--- Provided data ---
┄┄┄┄┄┄┄┄┄┄┄┄┄┄┄┄┄┄┄┄

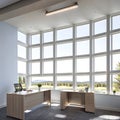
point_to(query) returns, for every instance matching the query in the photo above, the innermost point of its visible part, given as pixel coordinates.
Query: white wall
(107, 102)
(102, 101)
(8, 60)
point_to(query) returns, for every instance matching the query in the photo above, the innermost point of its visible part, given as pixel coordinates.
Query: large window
(22, 58)
(64, 49)
(64, 66)
(64, 34)
(82, 47)
(83, 30)
(75, 57)
(35, 39)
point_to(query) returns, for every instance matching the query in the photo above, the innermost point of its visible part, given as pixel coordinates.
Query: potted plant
(86, 89)
(39, 86)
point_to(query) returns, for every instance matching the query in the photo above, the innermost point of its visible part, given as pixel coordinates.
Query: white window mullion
(109, 85)
(41, 53)
(74, 63)
(28, 65)
(54, 60)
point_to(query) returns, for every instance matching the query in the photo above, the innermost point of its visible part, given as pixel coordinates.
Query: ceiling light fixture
(75, 5)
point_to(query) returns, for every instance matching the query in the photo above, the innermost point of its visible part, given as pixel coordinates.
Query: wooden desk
(79, 99)
(17, 103)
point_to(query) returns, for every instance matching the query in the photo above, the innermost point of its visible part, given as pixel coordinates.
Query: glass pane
(116, 22)
(100, 63)
(48, 37)
(100, 84)
(83, 65)
(48, 51)
(36, 53)
(36, 68)
(83, 47)
(64, 50)
(100, 44)
(115, 62)
(21, 37)
(48, 67)
(21, 51)
(116, 41)
(64, 34)
(82, 82)
(46, 81)
(21, 67)
(64, 66)
(36, 39)
(116, 82)
(64, 82)
(100, 27)
(83, 30)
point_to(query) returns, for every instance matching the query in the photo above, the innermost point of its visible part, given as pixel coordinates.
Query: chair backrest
(18, 87)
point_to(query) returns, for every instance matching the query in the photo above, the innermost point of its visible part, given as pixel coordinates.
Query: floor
(54, 112)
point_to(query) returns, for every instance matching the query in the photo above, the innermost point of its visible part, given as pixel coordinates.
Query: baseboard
(108, 108)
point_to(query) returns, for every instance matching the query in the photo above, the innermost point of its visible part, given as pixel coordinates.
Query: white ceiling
(4, 3)
(35, 20)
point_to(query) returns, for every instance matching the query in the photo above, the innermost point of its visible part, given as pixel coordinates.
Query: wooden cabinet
(84, 100)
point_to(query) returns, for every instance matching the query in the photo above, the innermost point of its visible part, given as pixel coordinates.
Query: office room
(65, 57)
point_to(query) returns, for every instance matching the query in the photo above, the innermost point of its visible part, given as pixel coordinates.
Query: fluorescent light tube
(62, 9)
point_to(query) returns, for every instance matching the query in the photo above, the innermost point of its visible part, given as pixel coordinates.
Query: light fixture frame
(67, 8)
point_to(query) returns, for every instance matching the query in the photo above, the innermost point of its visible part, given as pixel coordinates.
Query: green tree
(117, 78)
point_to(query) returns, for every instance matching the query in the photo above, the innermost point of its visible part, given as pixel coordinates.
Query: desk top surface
(28, 92)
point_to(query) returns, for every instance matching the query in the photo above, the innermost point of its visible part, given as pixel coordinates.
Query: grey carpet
(45, 112)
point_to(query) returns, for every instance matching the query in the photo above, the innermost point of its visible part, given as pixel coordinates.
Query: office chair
(18, 87)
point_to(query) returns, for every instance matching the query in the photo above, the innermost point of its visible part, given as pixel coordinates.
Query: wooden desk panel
(17, 103)
(84, 100)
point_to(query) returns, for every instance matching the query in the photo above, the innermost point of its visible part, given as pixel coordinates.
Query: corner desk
(80, 99)
(18, 102)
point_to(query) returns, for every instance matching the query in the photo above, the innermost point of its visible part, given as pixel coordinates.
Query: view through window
(65, 59)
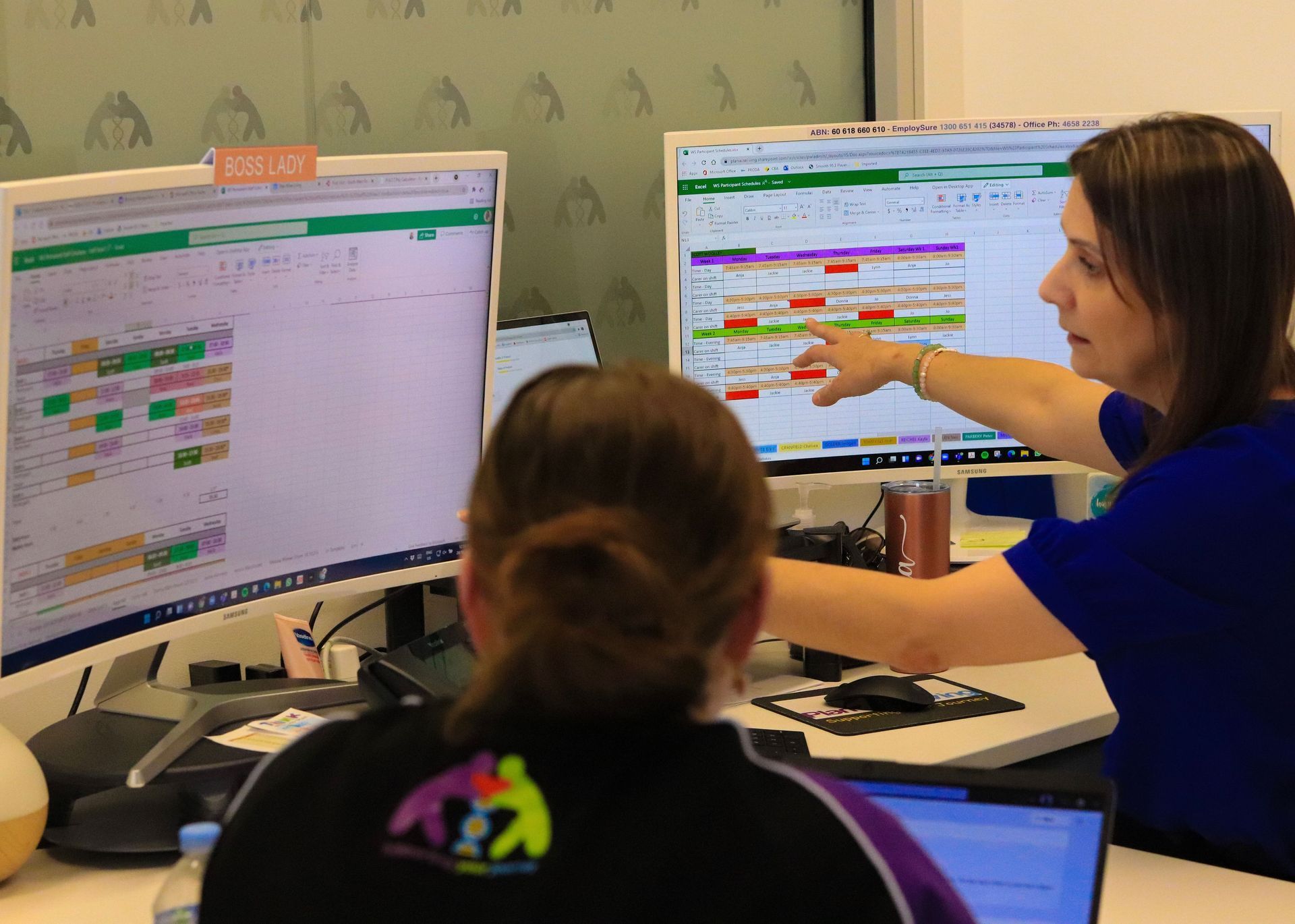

┄┄┄┄┄┄┄┄┄┄┄┄┄┄┄┄┄┄┄┄

--- What is needed ---
How many lines of the listing above contain the string "fixture"? Case counts. Reply with the number only.

--- Exercise response ---
2